Saved entries
------

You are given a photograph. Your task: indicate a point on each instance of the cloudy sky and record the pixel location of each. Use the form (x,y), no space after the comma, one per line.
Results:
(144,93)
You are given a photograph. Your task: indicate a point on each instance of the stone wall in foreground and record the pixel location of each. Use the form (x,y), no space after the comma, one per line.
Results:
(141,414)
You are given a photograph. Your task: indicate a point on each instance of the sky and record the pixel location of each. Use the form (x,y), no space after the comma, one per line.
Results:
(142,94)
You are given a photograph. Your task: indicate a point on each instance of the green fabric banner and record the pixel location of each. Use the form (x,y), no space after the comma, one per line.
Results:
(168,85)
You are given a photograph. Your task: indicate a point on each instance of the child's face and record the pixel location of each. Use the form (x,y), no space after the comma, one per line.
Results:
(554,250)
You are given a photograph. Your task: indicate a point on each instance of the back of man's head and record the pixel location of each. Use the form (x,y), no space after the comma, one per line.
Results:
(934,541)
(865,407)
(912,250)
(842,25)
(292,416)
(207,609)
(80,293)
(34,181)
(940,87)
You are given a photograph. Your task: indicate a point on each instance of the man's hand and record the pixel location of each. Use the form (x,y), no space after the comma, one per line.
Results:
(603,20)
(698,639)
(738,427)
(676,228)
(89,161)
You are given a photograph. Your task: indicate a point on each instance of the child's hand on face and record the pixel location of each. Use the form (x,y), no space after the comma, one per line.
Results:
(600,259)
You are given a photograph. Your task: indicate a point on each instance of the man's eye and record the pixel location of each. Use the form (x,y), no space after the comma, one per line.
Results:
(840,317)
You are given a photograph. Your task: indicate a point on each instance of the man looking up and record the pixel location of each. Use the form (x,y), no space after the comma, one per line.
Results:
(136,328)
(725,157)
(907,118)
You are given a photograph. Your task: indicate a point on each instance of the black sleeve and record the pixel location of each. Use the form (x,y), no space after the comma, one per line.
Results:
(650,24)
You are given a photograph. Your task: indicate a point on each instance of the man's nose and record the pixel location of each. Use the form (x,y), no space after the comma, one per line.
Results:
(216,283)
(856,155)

------

# What you will do
Take every line above carrying "face" and return it.

# Solution for this task
You are given a photograph. Your task: indicate a point on each instance of the child's face and record the pixel location of each. Use the form (x,y), no space after the comma, one per line.
You are given a photograph. Your task: indicate a point on each instance of the child's hand on face and record the pixel location of each. Use the form (x,y), no space after the comma, one per line.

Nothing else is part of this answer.